Ежедневные новости о ситуации в мире и России, сводка о пандемии Коронавируса, новости культуры, науки и шоу бизнеса

Дважды в один поезд

«Пустые поезда 2022 года» Дмитрия Данилова

Дмитрий Данилов — поэт, прозаик и драматург, лауреат театральных и литературных премий (последняя — в прошлом году за роман «Саша, привет!») — написал книгу о поездках по железной дороге. Называется она «Пустые поезда 2022 года». Вместе с автором по маршрутам книги проехался Михаил Пророков.

Дважды в один поезд

Человек садится в поезд. Поезд трогается. «Сначала мимо долго проносится Москва, потом проносятся Химки с невидимым в темноте стадионом «Арена Химки», потом проносится сияющий огнями Зеленоград, потом… проносится Волга, потом проносится Тверца, потом проносится еще некоторое количество станций и населенных пунктов, и вот уже Бологое сначала проносится, а потом перестает проноситься и стоит неподвижно».

Человека несет куда-то по пути, где повороты редки, а высота неизменна, он не парит в облаках и не колеблется ветром, не сжимает в руках руль и не пытается угадать действия едущей впереди машины, его кругозор ограничен одним боковым окном, его ответственность за происходящее равна нулю. Он едет, имея все шансы оставаться внутренне неподвижным.

Человека зовут Дмитрий Данилов, он писатель, путешествует по России, один раз выезжает за ее пределы — в Абхазию. Описаний абхазских красот, полагающихся для путешествующего литератора, в книге нет. Есть добрые слова про новый вокзал в Адлере, собственно про Абхазию — тоже только про железную дорогу: «Железнодорожная линия от российско-абхазской границы до Сухума устроена очень просто. Есть несколько крупных станций — Цандрыпш (граница), Гагра, Гудаута, Новый Афон, Сухум… Между этими станциями есть небольшие платформы… После того как несколько лет назад закрыли пригородное движение, эти платформы не работают и приходят в упадок».

Предоставленные материалы —
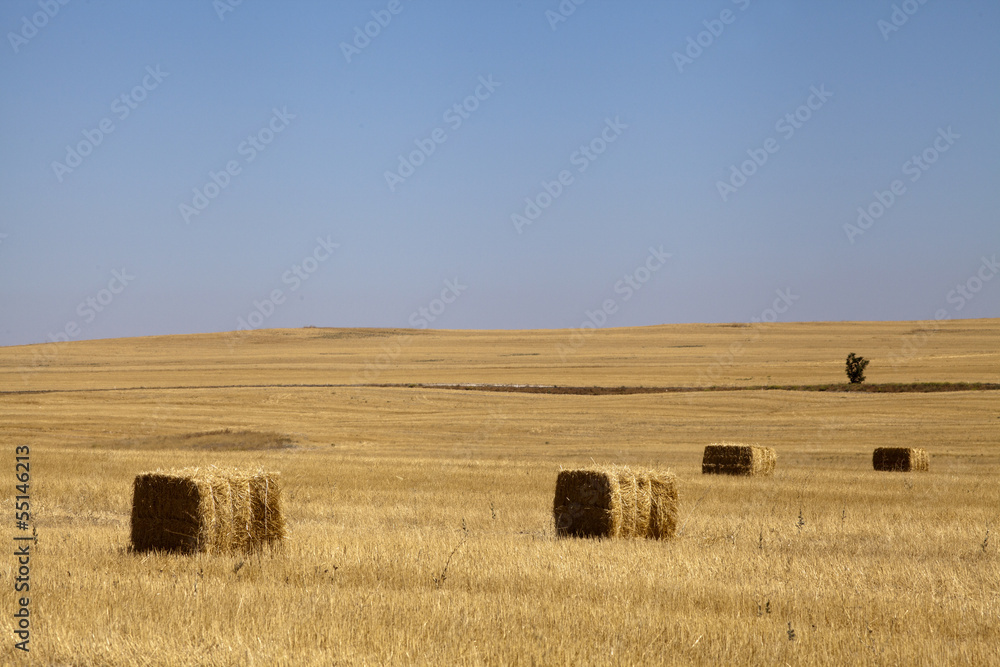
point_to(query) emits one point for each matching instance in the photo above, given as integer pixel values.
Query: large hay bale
(736, 459)
(901, 459)
(211, 510)
(615, 502)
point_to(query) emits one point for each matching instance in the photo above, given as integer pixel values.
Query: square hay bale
(211, 510)
(615, 501)
(736, 459)
(901, 459)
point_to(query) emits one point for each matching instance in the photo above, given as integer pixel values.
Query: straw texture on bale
(211, 510)
(615, 501)
(735, 459)
(901, 459)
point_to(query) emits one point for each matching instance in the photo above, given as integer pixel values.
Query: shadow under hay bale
(615, 502)
(734, 459)
(210, 510)
(900, 459)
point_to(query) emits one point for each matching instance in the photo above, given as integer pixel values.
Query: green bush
(856, 368)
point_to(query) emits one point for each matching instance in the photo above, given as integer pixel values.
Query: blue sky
(739, 138)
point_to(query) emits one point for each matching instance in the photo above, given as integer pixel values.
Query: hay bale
(210, 510)
(900, 459)
(736, 459)
(615, 502)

Задание 1 — Выпишите из текста о книге «Пустые поезда 2022 года» отрывок от слов «Человека несет куда-то» до слов «оставаться внутренне неподвижным.».
Задание 2 — За какой роман Дмитрий Данилов получил премию в прошлом году, согласно тексту о книге «Пустые поезда 2022 года»?
Задание 3 — Подхватите текст о книге «Пустые поезда 2022 года» и продолжите его после последнего приведенного предложения.
Материалы существуют отдельно от текста и с ним не связаны.

Ответ 1 —
Человека несет куда-то по пути, где повороты редки, а высота неизменна, он не парит в облаках и не колеблется ветром, не сжимает в руках руль и не пытается угадать действия едущей впереди машины, его кругозор ограничен одним боковым окном, его ответственность за происходящее равна нулю. Он едет, имея все шансы оставаться внутренне неподвижным.

Ответ 2 — За роман «Саша, привет!».

Ответ 3 —
О российских городах и весях Данилов высказывается так же скупо. Поначалу это кажется приемом, некоей игрой с читателем, но потом автор подводит под эту сверхлаконичную манеру концептуальные обоснования. Такое, например: «Можно было бы описать степь и езду по ней, ощущения, которые вызывает созерцание степи у созерцающего, описать красоту и величие степи, оттенки ее цветов и так далее, но, наверное, не нужно. Уже написано множество текстов про степь, например знаменитая одноименная повесть А. П. Чехова, и зачем добавлять к ним еще один текст».

Про поездки на поезде, впрочем, тоже немало написано. Задолго до Данилова было замечено, что одинокий со светящимся окошком домик в полях выглядит из окна поезда романтично и таинственно — почти так же романтично и таинственно, как светящиеся окна дальнего поезда из окна того затерянного в полях домика. Но автор «Пустых поездов» не склонен настаивать на ценности своих наблюдений — более того, ближе к концу «проекта», как он называет свои поездки и книгу о них, прямо говорит, что главное во всем этом — не смотрение в окно и не выискивание интересных объектов. Что же тогда?

Во-первых, достижение определенного состояния — безмятежности, безмыслия, внутренней тишины, той самой неподвижности. А во-вторых — возврат к такого (и порой гораздо лучшего) рода состоянию, когда-то раньше (обычно в детстве) достигнутому. Так случилось, что железными дорогами автор увлекался с юных лет. Так случилось, что поездить по ней ему пришлось немало, обычно с мамой. Так случилось, что мать Дмитрия Данилова — ей и посвящена книга — умерла от постковидного инсульта в конце января 2022 года, через три недели после первой описанной в книге поездки.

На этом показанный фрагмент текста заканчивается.